* _PROBLEM TO WORK ON_
Add 81 to each x and y coordinate in the answers of the data below, and reproduce every line of the data in order with all other text unchanged.

* _MATERIAL_

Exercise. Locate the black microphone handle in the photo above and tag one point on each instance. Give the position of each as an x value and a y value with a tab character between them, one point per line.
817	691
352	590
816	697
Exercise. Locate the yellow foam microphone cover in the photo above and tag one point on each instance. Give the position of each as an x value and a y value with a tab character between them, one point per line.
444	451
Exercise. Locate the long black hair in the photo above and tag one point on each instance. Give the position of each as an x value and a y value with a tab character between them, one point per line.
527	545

* _THE ANSWER_
Exercise. Locate the black microphone handle in the photo above and tag one point on each instance. Give the position of each as an x value and a y value with a tab character between them, one point per line.
898	772
433	671
897	778
Exercise. Locate the yellow foam microphone cover in the photo above and tag one point on each instance. Give the position of each as an x value and a y value with a tab character between them, one point per line.
525	532
Exercise. Locate the long black hair in the photo above and tag one point on each instance. Give the position of each as an x value and a y value with a tab character between them, one point per line.
608	626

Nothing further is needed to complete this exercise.